SOURCE RECORDS:

* BEGIN *

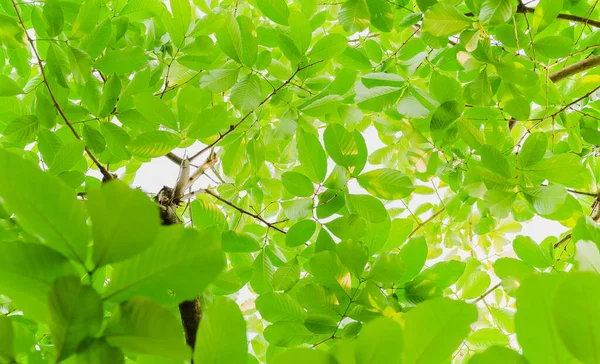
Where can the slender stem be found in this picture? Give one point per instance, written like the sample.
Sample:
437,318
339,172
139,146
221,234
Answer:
487,293
575,68
241,210
236,125
105,173
425,222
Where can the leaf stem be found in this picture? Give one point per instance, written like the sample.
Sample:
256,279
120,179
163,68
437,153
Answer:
105,173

* END *

AIM OF THE TASK:
Convert everything from the line containing "Where can the leaf" down to the end of the entries into a JSON list of strings, one string per line, leaving out any blank lines.

THE RESPONSE:
[
  "Where can the leaf stem be found in this picture? Give one point per instance, written like the sample.",
  "Sample:",
  "256,279",
  "120,179",
  "163,68",
  "437,153",
  "Answer:",
  "105,173"
]